------ Input records ------
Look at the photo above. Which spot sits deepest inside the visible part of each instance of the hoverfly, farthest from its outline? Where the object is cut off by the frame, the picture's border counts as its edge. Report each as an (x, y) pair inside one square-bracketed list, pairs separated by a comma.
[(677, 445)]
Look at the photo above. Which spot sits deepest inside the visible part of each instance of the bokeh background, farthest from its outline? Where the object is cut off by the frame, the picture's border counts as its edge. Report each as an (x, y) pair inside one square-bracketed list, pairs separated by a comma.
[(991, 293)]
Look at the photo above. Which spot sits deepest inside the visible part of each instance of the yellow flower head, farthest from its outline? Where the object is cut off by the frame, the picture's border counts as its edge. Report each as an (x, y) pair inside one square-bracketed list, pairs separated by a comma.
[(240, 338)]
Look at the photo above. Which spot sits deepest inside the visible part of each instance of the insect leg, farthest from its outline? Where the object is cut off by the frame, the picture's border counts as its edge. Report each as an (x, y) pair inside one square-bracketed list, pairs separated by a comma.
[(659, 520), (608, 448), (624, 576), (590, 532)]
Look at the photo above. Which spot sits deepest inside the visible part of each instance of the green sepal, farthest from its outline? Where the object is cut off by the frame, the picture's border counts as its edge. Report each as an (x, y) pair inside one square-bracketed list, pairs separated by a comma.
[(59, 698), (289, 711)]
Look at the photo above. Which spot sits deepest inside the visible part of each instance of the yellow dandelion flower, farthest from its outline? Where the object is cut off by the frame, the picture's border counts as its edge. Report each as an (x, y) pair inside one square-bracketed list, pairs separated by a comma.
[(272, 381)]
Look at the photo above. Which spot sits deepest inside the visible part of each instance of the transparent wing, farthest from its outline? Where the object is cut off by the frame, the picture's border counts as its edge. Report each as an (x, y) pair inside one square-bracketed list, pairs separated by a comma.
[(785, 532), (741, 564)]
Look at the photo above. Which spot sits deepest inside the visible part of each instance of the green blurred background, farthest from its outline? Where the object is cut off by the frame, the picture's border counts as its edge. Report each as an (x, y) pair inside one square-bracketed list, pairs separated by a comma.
------
#### Try it
Retype the entries exactly; leave nothing out.

#### Answer box
Look at the photo above. Which spot sits deepest inside the visible part of each instance of the hoverfly, farthest from its outline? Where the object is cut off by the frame, the picture's border counts as its edge. Report each as an (x, y) pair inside one square-bracketed list, pairs separated by a comma.
[(677, 445)]
Look at the photo above. Which spot sits deepest inside the visible part of each instance of the bokeh background, farthest from its outline? Where the object is cut off by the frame, the picture's border counts as its edge. Report each as an (x, y) pair inside one square-bracketed list, pairs separated by a comma.
[(991, 293)]
Look at the photo above. Which spot sits deepest inside the visible part of each instance of the yellow flower head, farthest from its outline? Where the object is cut off by the frame, the picture's border counts as its edge. Report each as an (x, y) pair inside one square-bracketed list, pairs separated by a comma.
[(240, 338)]
Look at the photo above. Which spot sits deepest inside the visible part of each instance of the insect leg, farthest from its outline? Where the object is cut off by the frame, the picture's border counts as its edge. Report each as an (x, y) pair inside one square-bracketed list, pairs separated by a comma.
[(659, 520), (608, 448), (624, 576), (590, 532)]
Look at the photo above. Which spot sits deepest inside the visible part of each instance of the green sepal, farthest from its outline? Where the object is cut off by the frame, the picture's border counts as its edge. Report each as an (x, y) pair inside one square-bracketed list, pairs separated by a comma.
[(59, 698), (289, 711)]
Look at the photo above. Which spot sits deepest inside the visible part of each instance of the yellow dandelion flower, farthest from its outline? Where the object is cut off by the frame, the picture's border counts as its edge. Report each as an (x, y) pair inside one square-bracketed list, pairs separated by a comma.
[(272, 381)]
Look at the photo above. Which spot sits deepest inside the visible part of each instance of the transparent wing, farthest from its outline? Where the object is cut off by the frame, the picture's border counts as its edge. Report each as an (x, y) pair inside one square-bracketed list, pairs separated by a comma.
[(785, 532), (741, 564)]
Look at the photo above. Which spot sits deepest inside the visible part of each instance of the green blurred background, farthest from its outline? Where the object is cut off by the frame, the picture's border counts as its edge. Report each as an (x, y) pair inside one square-bracketed list, pairs separated by a comma.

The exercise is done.